Past articles in this blog have discussed the control test for establishing an employment relationship as opposed to independent contractor status, (see Lowe’s post here and Employee or Independent Contractor post here.) Although government agencies such as the Department of Labor or IRS describe the test in various ways, the fundamental concept is control, and the employer’s right to control can make an individual an employee rather than an independent contractor. An independent contractor contracts to produce the required result his way, usually with his own tools and largely to his own schedule; an employee produces the desired result subject to the orders and control of the employer over means and methods used.
But a recent decision of the U. S. Supreme Court, which engendered headlines for other reasons, featured a quirk of state law in Illinois that created employee status regardless of control. The federal Medicaid program funds state-run programs that provide in-home services for individuals who because of age, illness or disability might otherwise require institutionalization. The home health care service providers (called “personal assistants” in Illinois) are hired, directed and subject to firing by the person receiving care, known as the customer. The Illinois law explicitly states that the customer shall be the employer of the personal assistant. This is consistent with the traditional control test.
However, in 2003, the governor of Illinois issued an executive order, later codified as a public act by the Illinois Legislature, stating that while the customer retains the right to hire, supervise and fire, the personal assistant is nevertheless deemed to be a public employee “solely” for the purpose of coverage under the public labor relations act. The effect of this law was to allow a labor union to represent thousands of personal assistants, and ultimately to collect union dues from them, which were deducted directly from Medicaid payments. This payment of dues was challenged and eventually overturned on First Amendment grounds in the decision in Harris v. Quinn, decided on June 30, 2014.

Exercise requirements:
**a)** Answer these questions from the post on employee status:
(i) What are home health care service providers called in Illinois?
(ii) In what year did the governor of Illinois issue the executive order on personal assistants?
(iii) On what date was Harris v. Quinn decided?
**b)** Duplicate the post on employee status from "But a recent" up to and including "traditional control test.".

[Dataset entries]

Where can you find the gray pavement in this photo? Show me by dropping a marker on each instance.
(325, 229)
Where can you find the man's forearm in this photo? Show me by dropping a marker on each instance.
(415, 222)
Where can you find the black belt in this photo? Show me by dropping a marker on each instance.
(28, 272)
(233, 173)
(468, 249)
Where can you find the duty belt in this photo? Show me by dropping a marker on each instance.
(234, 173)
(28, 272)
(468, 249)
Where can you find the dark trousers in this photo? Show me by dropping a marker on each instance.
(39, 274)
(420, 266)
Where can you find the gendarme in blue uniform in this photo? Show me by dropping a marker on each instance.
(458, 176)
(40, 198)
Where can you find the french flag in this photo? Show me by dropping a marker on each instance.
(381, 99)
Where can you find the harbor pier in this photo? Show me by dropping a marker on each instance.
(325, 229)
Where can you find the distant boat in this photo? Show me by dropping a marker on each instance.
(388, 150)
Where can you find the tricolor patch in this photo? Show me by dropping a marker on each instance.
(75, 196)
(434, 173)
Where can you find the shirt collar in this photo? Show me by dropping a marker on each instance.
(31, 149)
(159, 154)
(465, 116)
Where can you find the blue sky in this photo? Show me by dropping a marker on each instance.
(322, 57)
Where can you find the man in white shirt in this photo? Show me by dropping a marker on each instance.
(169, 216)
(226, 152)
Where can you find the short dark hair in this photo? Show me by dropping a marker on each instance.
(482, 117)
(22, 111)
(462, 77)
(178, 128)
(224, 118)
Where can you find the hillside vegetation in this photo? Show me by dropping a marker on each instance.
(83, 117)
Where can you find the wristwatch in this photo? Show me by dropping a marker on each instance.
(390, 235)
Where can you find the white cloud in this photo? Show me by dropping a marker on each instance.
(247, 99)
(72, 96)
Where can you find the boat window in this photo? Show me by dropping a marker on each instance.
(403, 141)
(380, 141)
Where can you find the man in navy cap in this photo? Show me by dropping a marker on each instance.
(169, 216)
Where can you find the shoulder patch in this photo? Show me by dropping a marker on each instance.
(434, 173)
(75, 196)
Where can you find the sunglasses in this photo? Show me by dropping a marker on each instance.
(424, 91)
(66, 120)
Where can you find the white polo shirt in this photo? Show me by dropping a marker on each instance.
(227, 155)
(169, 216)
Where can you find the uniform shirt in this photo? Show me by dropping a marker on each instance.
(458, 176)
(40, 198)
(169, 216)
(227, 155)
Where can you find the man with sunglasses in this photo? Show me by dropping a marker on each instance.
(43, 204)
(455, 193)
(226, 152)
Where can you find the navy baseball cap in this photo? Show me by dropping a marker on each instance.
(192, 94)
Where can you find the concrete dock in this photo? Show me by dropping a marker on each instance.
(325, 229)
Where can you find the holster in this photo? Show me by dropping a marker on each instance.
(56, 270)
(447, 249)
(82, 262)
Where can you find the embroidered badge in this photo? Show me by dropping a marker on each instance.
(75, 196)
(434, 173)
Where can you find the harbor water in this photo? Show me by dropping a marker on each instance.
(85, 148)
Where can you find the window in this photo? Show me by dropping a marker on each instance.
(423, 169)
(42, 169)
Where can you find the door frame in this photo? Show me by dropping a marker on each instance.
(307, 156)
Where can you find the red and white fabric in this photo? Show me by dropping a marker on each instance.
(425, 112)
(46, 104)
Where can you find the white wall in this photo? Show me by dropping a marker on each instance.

Results in order:
**a)**
(i) Personal assistants
(ii) 2003
(iii) June 30, 2014

**b)**
But a recent decision of the U. S. Supreme Court, which engendered headlines for other reasons, featured a quirk of state law in Illinois that created employee status regardless of control. The federal Medicaid program funds state-run programs that provide in-home services for individuals who because of age, illness or disability might otherwise require institutionalization. The home health care service providers (called “personal assistants” in Illinois) are hired, directed and subject to firing by the person receiving care, known as the customer. The Illinois law explicitly states that the customer shall be the employer of the personal assistant. This is consistent with the traditional control test.